At the line containing "Teacher note: have the class pick out the marina", begin retyping, and continue word for word until the records below run out.
┌──
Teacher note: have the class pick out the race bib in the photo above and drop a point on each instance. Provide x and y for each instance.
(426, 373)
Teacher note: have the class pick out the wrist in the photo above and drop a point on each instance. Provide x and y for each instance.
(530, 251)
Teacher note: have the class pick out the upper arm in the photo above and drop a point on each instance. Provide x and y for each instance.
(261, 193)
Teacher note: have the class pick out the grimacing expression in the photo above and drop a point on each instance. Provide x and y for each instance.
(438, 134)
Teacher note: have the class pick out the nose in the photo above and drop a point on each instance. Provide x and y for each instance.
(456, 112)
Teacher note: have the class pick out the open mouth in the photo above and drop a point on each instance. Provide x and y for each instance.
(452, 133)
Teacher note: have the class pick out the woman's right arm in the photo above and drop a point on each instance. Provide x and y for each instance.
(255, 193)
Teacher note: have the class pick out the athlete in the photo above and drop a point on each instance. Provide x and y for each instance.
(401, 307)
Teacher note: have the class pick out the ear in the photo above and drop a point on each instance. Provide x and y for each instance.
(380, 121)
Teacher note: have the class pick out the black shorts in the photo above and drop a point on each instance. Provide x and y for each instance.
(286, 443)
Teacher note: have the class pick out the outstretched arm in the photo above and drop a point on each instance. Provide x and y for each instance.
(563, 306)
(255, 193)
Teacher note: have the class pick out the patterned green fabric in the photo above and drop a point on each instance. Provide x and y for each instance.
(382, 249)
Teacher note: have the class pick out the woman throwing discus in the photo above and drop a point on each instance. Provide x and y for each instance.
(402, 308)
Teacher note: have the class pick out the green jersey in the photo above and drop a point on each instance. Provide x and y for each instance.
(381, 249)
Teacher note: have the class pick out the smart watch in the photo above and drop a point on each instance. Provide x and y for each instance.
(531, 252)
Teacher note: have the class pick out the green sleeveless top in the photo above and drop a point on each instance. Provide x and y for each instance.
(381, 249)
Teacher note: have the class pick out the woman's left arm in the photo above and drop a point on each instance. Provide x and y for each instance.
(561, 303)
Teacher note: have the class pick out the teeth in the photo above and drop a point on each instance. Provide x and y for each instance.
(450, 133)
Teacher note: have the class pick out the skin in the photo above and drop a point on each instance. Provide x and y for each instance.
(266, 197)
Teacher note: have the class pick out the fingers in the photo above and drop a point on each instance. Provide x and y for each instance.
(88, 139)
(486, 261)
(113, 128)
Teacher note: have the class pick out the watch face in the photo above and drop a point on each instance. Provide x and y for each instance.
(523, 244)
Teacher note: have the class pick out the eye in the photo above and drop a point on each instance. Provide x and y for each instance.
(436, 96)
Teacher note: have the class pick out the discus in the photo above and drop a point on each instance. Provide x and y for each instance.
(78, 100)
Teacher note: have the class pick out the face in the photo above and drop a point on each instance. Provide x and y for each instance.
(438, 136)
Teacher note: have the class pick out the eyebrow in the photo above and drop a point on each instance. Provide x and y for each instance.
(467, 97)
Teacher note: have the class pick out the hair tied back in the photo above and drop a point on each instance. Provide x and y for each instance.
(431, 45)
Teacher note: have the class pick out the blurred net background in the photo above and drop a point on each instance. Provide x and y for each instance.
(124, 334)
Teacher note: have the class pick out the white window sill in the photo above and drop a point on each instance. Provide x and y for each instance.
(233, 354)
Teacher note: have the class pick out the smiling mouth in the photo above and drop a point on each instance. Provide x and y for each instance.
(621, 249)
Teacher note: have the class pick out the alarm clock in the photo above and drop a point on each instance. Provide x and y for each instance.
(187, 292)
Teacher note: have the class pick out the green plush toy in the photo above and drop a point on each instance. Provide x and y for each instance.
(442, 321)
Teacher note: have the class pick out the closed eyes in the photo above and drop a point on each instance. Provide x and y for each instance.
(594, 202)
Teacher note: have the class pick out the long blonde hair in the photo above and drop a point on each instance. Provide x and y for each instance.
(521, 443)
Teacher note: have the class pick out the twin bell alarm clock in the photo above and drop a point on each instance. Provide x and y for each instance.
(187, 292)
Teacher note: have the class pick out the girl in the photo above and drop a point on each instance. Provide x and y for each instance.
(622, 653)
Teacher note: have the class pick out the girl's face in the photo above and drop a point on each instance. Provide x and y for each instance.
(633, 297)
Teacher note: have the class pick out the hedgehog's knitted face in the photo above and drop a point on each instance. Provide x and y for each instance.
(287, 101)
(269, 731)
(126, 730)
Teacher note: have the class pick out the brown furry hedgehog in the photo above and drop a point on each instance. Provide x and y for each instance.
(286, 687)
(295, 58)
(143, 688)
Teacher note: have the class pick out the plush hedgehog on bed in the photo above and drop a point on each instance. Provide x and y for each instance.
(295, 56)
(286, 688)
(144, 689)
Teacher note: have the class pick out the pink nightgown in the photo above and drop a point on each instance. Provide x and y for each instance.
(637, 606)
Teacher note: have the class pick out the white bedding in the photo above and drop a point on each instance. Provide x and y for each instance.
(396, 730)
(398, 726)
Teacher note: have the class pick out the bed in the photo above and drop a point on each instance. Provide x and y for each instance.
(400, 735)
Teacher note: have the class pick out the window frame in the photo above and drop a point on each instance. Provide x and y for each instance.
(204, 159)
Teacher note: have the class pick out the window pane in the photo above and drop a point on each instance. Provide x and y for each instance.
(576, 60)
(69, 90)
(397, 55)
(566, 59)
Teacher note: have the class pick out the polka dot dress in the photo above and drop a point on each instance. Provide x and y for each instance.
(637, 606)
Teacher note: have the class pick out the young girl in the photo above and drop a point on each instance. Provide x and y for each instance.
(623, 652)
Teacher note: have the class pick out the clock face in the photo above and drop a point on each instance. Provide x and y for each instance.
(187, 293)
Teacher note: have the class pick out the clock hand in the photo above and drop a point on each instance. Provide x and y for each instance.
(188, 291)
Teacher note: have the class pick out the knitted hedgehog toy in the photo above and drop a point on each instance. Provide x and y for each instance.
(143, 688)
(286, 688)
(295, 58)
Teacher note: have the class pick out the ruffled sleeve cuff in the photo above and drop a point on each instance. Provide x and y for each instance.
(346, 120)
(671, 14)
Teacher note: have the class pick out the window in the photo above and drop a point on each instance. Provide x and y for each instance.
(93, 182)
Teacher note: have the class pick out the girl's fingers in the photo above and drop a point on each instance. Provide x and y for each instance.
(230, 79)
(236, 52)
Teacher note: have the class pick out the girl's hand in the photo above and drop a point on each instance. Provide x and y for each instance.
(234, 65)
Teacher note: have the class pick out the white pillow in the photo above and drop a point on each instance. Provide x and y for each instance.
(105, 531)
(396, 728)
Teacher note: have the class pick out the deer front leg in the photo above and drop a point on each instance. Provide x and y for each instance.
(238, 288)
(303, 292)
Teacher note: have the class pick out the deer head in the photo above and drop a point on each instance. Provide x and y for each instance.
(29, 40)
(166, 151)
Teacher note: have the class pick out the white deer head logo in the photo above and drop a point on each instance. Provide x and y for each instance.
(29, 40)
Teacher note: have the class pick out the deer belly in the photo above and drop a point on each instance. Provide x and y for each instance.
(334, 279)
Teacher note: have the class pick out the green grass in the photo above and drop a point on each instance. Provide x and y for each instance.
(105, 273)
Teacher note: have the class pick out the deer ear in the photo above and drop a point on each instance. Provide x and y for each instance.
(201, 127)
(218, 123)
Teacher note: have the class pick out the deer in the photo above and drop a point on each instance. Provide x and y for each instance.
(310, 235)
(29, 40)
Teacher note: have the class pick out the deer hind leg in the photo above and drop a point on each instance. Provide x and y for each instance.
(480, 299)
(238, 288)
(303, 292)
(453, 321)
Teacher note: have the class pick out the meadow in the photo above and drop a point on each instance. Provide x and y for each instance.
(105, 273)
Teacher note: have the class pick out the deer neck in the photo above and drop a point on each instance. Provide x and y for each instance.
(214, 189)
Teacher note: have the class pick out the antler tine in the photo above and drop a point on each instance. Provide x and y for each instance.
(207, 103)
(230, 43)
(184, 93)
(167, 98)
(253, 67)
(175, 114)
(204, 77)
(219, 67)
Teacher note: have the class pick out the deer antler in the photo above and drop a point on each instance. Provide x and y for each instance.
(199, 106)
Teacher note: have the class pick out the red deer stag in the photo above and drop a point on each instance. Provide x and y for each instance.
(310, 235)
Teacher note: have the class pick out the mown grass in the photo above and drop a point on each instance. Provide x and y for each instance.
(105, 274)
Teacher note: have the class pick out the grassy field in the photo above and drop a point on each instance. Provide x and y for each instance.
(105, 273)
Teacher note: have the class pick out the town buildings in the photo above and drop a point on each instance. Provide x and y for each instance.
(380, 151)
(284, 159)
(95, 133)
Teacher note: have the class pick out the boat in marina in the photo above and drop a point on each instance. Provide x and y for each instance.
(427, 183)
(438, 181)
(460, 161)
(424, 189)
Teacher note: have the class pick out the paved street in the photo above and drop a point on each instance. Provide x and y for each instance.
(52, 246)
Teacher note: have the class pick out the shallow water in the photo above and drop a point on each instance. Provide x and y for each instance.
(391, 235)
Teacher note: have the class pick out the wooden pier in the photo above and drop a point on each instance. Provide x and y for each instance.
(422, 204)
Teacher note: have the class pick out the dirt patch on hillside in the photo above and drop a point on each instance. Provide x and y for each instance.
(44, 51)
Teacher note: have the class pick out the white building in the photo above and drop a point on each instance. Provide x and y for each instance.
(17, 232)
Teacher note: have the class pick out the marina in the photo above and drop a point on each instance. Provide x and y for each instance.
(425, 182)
└──
* _COMPLETED TASK_
Teacher note: have the class pick out the marina in the photo above and drop a point on each instance. Provide x and y for each instance.
(425, 182)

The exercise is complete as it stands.